TASK DETAILS: Copy every one of the lines below, replacing "innermost point" with "central point" wherever it occurs and keeping everything else unchanged.

LISTED RECORDS:
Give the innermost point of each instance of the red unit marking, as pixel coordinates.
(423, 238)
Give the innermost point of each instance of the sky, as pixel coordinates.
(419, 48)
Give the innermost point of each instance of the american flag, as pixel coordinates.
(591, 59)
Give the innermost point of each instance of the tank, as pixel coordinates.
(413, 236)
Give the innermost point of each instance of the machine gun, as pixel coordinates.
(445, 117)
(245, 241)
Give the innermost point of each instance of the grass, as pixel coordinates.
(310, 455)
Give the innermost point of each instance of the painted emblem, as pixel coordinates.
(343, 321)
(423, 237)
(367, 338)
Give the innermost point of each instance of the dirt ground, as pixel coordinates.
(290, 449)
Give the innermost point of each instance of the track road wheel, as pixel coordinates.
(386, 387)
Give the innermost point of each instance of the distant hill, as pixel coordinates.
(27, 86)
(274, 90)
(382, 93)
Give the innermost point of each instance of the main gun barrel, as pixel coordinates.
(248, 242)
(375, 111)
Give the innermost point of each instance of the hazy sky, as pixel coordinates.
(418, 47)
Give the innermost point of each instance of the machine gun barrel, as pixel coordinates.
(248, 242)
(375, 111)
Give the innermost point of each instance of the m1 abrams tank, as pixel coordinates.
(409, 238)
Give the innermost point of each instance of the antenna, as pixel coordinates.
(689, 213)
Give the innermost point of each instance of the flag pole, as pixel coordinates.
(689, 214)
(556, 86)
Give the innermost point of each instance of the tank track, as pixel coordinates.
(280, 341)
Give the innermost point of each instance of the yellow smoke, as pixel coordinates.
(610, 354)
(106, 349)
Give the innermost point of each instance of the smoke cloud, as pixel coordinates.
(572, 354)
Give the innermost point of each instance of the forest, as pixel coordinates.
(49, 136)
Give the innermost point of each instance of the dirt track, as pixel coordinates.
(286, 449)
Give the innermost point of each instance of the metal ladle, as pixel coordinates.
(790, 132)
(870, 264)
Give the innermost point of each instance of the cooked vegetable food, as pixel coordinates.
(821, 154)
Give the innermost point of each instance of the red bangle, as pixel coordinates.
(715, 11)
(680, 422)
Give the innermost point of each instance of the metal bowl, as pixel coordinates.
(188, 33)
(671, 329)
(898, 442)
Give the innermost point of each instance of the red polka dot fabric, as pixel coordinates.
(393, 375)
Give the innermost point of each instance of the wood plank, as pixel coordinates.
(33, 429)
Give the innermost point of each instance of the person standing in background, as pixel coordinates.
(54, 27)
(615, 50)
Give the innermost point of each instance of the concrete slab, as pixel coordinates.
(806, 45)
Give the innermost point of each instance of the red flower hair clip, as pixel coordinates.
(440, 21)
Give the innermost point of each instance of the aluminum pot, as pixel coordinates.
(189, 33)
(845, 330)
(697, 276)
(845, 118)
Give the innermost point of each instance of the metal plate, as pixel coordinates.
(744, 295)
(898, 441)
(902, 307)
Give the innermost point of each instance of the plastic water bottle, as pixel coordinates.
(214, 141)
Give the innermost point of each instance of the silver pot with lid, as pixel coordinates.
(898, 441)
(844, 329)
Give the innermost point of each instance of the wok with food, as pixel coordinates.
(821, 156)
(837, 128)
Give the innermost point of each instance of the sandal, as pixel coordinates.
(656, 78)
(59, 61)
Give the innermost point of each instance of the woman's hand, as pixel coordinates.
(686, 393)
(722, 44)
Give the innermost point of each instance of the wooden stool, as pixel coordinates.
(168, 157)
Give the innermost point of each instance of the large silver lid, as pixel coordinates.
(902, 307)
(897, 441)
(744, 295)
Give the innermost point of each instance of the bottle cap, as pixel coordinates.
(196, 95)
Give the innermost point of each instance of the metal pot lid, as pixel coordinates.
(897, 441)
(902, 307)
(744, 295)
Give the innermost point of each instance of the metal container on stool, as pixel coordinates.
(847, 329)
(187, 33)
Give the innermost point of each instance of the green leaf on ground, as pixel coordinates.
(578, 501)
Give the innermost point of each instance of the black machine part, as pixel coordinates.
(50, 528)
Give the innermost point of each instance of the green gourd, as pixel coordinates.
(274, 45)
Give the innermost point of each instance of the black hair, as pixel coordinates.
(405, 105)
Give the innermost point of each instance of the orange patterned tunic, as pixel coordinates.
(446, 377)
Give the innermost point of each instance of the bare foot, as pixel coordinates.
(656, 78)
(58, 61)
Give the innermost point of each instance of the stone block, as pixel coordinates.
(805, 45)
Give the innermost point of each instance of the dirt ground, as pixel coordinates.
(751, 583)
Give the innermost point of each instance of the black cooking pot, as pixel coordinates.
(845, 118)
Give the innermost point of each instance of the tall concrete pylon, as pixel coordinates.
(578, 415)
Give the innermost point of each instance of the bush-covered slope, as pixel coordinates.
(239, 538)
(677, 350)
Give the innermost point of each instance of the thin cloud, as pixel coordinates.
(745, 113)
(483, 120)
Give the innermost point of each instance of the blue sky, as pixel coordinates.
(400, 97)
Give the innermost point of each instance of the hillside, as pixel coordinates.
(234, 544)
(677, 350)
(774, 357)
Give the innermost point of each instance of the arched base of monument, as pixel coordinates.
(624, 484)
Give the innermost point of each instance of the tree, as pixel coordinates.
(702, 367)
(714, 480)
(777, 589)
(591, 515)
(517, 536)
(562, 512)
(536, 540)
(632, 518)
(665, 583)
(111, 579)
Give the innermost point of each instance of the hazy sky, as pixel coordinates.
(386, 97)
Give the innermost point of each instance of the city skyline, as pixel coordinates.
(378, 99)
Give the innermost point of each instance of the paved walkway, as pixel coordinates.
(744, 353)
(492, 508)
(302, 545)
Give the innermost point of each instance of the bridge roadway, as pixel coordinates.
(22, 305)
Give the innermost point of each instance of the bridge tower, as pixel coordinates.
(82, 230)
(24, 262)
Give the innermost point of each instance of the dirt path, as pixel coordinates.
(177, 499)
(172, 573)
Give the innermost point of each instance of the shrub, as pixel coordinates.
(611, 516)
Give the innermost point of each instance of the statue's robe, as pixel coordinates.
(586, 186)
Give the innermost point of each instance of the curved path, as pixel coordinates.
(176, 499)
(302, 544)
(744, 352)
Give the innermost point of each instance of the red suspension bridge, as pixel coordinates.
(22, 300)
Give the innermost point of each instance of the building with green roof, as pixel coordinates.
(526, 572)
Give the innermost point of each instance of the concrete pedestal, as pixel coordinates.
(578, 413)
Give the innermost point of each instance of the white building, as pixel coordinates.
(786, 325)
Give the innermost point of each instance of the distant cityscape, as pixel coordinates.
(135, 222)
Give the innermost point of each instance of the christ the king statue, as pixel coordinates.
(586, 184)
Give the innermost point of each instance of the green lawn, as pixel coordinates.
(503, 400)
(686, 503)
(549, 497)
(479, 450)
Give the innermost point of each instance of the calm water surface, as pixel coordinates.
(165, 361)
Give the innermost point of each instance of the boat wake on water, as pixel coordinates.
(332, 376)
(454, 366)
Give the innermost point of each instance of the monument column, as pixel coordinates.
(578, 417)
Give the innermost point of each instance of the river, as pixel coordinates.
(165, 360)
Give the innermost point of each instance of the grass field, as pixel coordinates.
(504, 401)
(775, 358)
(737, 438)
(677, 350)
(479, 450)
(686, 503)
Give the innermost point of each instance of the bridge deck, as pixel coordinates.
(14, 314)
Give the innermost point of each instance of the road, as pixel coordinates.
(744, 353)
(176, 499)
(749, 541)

EXERCISE OUTPUT:
Give the central point of each instance of the red unit marking, as pixel coordinates.
(423, 238)
Give the central point of each instance of the sky, as pixel coordinates.
(419, 48)
Give the central point of each instance of the american flag, as pixel coordinates.
(591, 59)
Give the central point of each instance of the tank, as pixel coordinates.
(413, 236)
Give the central point of each instance of the machine gun, as pixel coordinates.
(445, 117)
(245, 241)
Give the central point of each instance of the grass, as pixel coordinates.
(310, 455)
Give the central point of each instance of the painted emblem, as pixel coordinates.
(343, 321)
(423, 237)
(367, 338)
Give the central point of each instance of the dirt ground, as pixel coordinates.
(290, 449)
Give the central point of each instance of the track road wheel, as pixel coordinates.
(386, 387)
Give the central point of each instance of the distant hill, as pixel coordinates.
(27, 86)
(274, 90)
(382, 93)
Give the central point of each instance of the main gun barrel, as pixel coordinates.
(248, 242)
(375, 111)
Give the central point of each instance of the hazy sky, as pixel coordinates.
(418, 47)
Give the central point of each instance of the machine gun barrel, as pixel coordinates.
(248, 242)
(375, 111)
Give the central point of each instance of the m1 abrams tank, as pixel coordinates.
(409, 238)
Give the central point of each instance of the antenna, as pixel coordinates.
(689, 213)
Give the central point of each instance of the flag pole, as pixel coordinates.
(689, 214)
(556, 86)
Give the central point of each instance of the tank track, as pixel coordinates.
(280, 341)
Give the central point of each instance of the yellow smoke, as pixel coordinates.
(610, 354)
(106, 349)
Give the central point of each instance of the smoke cloud, as pixel coordinates.
(572, 354)
Give the central point of each instance of the forest, as pixel coordinates.
(49, 136)
Give the central point of each instance of the dirt track, as pixel coordinates.
(286, 449)
Give the central point of each instance of the metal ladle, as pixel coordinates.
(790, 132)
(870, 264)
Give the central point of each instance of the cooked vegetable food, as pixel coordinates.
(821, 154)
Give the central point of each instance of the red bangle, as pixel coordinates.
(715, 11)
(680, 422)
Give the central point of each instance of the metal bowl, as pixel coordinates.
(188, 33)
(671, 329)
(898, 442)
Give the central point of each instance of the red polka dot fabric, as pixel coordinates.
(393, 375)
Give the central point of each instance of the wood plank, as pixel coordinates.
(33, 429)
Give the central point of each instance of the person standing in background, as pixel coordinates.
(54, 27)
(615, 50)
Give the central point of each instance of the concrete slab, as pixel coordinates.
(806, 45)
Give the central point of each instance of the red flower hair clip, as pixel coordinates.
(440, 21)
Give the central point of each instance of the aluminum pot, as pixel coordinates.
(189, 33)
(845, 330)
(697, 276)
(845, 118)
Give the central point of each instance of the metal plate, as pixel coordinates.
(744, 295)
(898, 441)
(902, 307)
Give the central point of each instance of the plastic water bottle, as pixel coordinates.
(214, 141)
Give the central point of each instance of the silver pot with lid, as pixel coordinates.
(898, 441)
(844, 329)
Give the central point of each instance of the wok with food, as pixel coordinates.
(821, 156)
(837, 128)
Give the central point of each instance of the sandal, as pixel coordinates.
(656, 78)
(59, 61)
Give the central point of each instance of the woman's hand, as pixel coordinates.
(686, 393)
(722, 44)
Give the central point of each instance of the wooden stool, as pixel coordinates.
(168, 157)
Give the central point of each instance of the large silver lid, as pixel coordinates.
(902, 307)
(897, 441)
(744, 295)
Give the central point of each instance of the bottle cap, as pixel coordinates.
(196, 95)
Give the central point of each instance of the metal pot lid, as pixel coordinates.
(897, 441)
(902, 307)
(744, 295)
Give the central point of each instance of the metal container on stool, as pixel coordinates.
(847, 329)
(187, 33)
Give the central point of each instance of the green leaf on ground, as pixel coordinates.
(578, 501)
Give the central point of each instance of the black machine part, as pixel coordinates.
(50, 528)
Give the central point of each instance of the green gourd, as pixel coordinates.
(274, 45)
Give the central point of each instance of the black hair, as pixel coordinates.
(405, 105)
Give the central point of each instance of the orange patterned tunic, as pixel coordinates.
(446, 377)
Give the central point of each instance of the bare foot, as pixel coordinates.
(656, 78)
(58, 61)
Give the central point of each instance of the stone block, as pixel coordinates.
(805, 45)
Give the central point of each instance of the dirt ground, as pixel coordinates.
(751, 583)
Give the central point of each instance of the black cooking pot, as pixel coordinates.
(845, 118)
Give the central point of each instance of the tall concrete pylon, as pixel coordinates.
(578, 415)
Give the central point of each instance of the bush-covered slope, as pixel coordinates.
(239, 538)
(677, 350)
Give the central point of each instance of the thin cloud, as pixel coordinates.
(745, 113)
(483, 120)
Give the central point of each instance of the blue sky, as pixel coordinates.
(400, 97)
Give the central point of each instance of the hillside, as pixel coordinates.
(234, 544)
(677, 350)
(774, 357)
Give the central point of each instance of the arched base of monument, as pixel coordinates.
(624, 484)
Give the central point of each instance of the tree, as pixel coordinates.
(702, 367)
(714, 480)
(777, 589)
(591, 515)
(517, 536)
(562, 512)
(536, 540)
(632, 518)
(665, 583)
(111, 579)
Give the central point of each instance of the hazy sky, as pixel coordinates.
(386, 97)
Give the central point of each instance of the city skyline, as pixel coordinates.
(378, 99)
Give the central point of each instance of the paved walkway, as pixel coordinates.
(744, 353)
(492, 508)
(302, 545)
Give the central point of each instance of the bridge roadway, as pixel coordinates.
(22, 305)
Give the central point of each instance of the bridge tower, as pixel coordinates.
(82, 230)
(24, 262)
Give the central point of each instance of the dirt path, as pixel coordinates.
(177, 499)
(172, 573)
Give the central point of each instance of the shrub, as pixel coordinates.
(611, 516)
Give the central point of each instance of the statue's robe, as pixel coordinates.
(586, 186)
Give the central point of each instance of the curved path, as pixel coordinates.
(176, 499)
(302, 544)
(744, 352)
Give the central point of each instance of the red suspension bridge, as pixel coordinates.
(22, 300)
Give the central point of each instance of the building with green roof, as pixel coordinates.
(526, 572)
Give the central point of each instance of the concrete pedestal, as pixel coordinates.
(578, 413)
Give the central point of each instance of the white building, as pixel coordinates.
(786, 325)
Give the central point of each instance of the distant cityscape, as pixel coordinates.
(135, 222)
Give the central point of each instance of the christ the king statue, as pixel coordinates.
(586, 184)
Give the central point of each instance of the green lawn, as pixel coordinates.
(503, 400)
(686, 503)
(549, 497)
(479, 450)
Give the central point of each instance of the calm water surface, as pixel coordinates.
(165, 361)
Give the central point of each instance of the boat wake on water, as pixel coordinates.
(332, 376)
(454, 366)
Give the central point of each instance of the monument column, as pixel coordinates.
(578, 417)
Give the central point of each instance of the river, as pixel coordinates.
(165, 360)
Give the central point of each instance of the grass field, as pixel coordinates.
(504, 401)
(775, 358)
(737, 438)
(677, 350)
(479, 450)
(686, 503)
Give the central point of each instance of the bridge deck, as pixel coordinates.
(14, 314)
Give the central point of each instance of the road, as pixel coordinates.
(744, 353)
(176, 499)
(749, 541)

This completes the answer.